“İslâm’ı sünnetteki yorumu dışında kavramaya ve yaşamaya çalışmak ümmet olmakla bağdaşmaz."
Kur’ân ve onun Efendimiz (s.a.v.) tarafından hayata geçirilmiş şekli diyebileceğimiz sünnetin teşekkül ettirdiği kimlikten her geçen gün biraz daha uzaklaşmaları günümüz Müslüman toplumlarının en temel sorunu haline gelmiştir. Var oluşundan günümüze buhranlı dönemlerinden ancak peygamberler aracılığı ile gönderilen ilâhi burhanlara sarılarak kurtulabilmiş olan insanlık, bu yegâne kurtuluş reçetesine günümüzde tüm zamanlardan daha fazla muhtaç görünmektedir. Cehâlet asrını saadet asrına çeviren, rahmet Peygamberi Efendimiz (s.a.v.) vasıtasıyla âhir zamana kadar tüm insanlığa son bir kez daha sunulmuş olan bu ilâhî reçetenin günümüzde de işlevini sağlıklı bir şekilde görebilmesi Efendimiz (s.a.v.) ’in getirdiği hakikatlere uymaya, sahip çıkmaya ve aslını muhafaza etmeye bağlıdır. İnsanlığın gidişatına yapılan ilâhî müdahaleler sadece bu dünyada huzur ve mutluluk değil, bilakis asıl yurdumuz olan (dâr-ı bekâ) ahirette de huzur ve mutluluk getireceği için konunun ehemmiyeti daha iyi anlaşılmaktadır.

# Veri listesi:
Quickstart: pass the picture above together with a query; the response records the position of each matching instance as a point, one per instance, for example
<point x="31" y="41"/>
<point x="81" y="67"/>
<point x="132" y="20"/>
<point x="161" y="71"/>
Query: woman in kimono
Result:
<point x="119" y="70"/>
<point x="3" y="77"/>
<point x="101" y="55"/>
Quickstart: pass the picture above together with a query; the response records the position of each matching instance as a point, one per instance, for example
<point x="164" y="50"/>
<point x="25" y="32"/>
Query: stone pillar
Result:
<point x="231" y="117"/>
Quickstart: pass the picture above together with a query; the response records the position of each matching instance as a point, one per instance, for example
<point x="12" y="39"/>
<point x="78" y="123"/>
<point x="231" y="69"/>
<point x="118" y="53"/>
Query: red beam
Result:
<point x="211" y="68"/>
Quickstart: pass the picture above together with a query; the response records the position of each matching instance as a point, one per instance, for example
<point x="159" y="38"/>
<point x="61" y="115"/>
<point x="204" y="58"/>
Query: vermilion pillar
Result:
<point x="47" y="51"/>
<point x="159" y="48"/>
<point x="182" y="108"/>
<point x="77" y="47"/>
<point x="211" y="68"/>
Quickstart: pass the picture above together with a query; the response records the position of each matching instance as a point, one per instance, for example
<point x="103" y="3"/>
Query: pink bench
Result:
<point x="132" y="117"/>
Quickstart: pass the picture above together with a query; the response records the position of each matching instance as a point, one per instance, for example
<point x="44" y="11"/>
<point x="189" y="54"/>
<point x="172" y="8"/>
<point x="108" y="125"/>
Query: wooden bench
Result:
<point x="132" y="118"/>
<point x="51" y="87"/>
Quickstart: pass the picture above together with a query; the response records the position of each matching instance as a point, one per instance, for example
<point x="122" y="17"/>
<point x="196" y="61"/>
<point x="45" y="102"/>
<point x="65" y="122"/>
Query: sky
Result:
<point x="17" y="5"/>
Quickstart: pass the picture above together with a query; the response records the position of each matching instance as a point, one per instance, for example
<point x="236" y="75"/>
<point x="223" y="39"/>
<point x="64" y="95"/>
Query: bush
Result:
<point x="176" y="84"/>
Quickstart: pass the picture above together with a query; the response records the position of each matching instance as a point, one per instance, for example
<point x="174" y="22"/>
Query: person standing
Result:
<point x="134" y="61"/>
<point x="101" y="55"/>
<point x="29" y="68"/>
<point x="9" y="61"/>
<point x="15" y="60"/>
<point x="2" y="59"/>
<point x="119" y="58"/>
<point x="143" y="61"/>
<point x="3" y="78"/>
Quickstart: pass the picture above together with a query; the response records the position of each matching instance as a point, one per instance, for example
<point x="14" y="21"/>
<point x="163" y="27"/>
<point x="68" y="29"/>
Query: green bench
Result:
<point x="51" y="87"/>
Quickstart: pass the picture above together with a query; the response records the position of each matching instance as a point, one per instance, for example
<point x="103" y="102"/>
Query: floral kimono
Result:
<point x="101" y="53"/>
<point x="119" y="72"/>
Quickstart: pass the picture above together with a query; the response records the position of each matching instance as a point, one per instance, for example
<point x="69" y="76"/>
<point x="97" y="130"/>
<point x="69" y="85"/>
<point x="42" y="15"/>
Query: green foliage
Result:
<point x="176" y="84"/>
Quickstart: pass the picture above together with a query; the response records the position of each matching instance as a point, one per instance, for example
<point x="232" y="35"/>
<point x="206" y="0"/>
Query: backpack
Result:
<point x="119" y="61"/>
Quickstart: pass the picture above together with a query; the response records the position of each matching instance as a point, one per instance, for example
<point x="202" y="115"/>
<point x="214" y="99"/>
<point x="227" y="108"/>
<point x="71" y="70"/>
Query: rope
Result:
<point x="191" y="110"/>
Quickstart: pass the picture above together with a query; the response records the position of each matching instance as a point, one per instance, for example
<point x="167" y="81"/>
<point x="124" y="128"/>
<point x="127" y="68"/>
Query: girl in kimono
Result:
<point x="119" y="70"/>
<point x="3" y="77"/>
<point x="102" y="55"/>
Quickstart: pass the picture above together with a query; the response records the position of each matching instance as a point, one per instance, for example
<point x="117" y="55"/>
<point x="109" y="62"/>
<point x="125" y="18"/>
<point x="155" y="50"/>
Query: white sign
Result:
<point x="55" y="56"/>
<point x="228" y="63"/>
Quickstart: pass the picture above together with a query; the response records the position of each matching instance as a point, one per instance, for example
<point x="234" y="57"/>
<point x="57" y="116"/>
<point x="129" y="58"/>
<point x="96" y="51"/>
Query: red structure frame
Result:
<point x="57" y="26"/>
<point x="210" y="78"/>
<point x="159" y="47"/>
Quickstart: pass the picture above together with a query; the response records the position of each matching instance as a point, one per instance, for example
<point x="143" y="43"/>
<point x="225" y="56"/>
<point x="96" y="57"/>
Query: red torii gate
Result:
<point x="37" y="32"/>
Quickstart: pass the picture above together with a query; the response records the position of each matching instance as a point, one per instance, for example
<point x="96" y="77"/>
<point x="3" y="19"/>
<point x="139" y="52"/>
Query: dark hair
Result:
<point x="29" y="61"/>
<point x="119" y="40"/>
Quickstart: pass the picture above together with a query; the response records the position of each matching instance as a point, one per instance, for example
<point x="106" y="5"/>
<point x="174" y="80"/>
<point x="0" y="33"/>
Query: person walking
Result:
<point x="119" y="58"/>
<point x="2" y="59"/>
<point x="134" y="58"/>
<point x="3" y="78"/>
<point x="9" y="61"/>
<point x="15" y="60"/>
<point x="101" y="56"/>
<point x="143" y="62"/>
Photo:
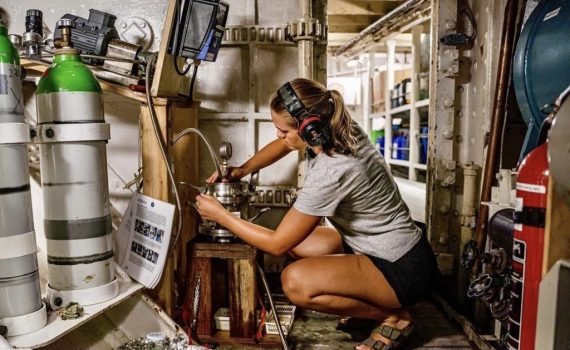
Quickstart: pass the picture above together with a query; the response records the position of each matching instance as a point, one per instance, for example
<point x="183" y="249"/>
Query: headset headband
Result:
<point x="292" y="102"/>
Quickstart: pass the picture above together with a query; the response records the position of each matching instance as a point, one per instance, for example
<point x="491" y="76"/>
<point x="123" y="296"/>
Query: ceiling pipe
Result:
<point x="379" y="24"/>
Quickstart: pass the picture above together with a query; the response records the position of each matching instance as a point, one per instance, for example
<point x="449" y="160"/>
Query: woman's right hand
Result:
<point x="234" y="174"/>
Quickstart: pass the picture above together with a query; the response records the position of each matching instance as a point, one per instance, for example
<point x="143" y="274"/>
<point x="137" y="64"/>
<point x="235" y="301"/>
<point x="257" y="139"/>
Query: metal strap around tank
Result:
<point x="16" y="281"/>
<point x="48" y="133"/>
<point x="88" y="259"/>
<point x="11" y="190"/>
<point x="77" y="229"/>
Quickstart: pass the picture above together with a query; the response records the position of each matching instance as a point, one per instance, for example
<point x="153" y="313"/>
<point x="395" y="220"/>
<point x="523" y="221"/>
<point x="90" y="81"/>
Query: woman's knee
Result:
<point x="292" y="279"/>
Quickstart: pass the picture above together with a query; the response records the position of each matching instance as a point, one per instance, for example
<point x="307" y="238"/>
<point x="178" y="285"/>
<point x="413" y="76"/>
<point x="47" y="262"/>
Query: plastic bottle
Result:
<point x="423" y="144"/>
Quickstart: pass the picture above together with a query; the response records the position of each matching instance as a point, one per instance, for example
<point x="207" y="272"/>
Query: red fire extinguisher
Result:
<point x="528" y="246"/>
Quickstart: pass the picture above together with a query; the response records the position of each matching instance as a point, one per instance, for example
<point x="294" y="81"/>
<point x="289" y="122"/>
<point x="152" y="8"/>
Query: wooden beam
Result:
<point x="557" y="234"/>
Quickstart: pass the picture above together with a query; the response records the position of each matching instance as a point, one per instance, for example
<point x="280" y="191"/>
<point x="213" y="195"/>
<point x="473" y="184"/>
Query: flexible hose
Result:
<point x="210" y="148"/>
<point x="161" y="143"/>
<point x="277" y="321"/>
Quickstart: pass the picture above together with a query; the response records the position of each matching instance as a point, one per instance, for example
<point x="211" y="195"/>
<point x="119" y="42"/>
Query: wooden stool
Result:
<point x="240" y="260"/>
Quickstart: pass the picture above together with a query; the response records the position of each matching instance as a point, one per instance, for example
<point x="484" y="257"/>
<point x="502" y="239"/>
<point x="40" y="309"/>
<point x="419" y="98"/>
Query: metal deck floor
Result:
<point x="316" y="331"/>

# Verilen alıştırma:
Alıntılanan metne göre günümüz Müslüman toplumlarının en temel sorunu nedir? Kayıtlar bu iş için gerekli değildir.

# Görevin sonucu:
Kur'ân'ın ve sünnetin oluşturduğu kimlikten her geçen gün biraz daha uzaklaşmalarıdır.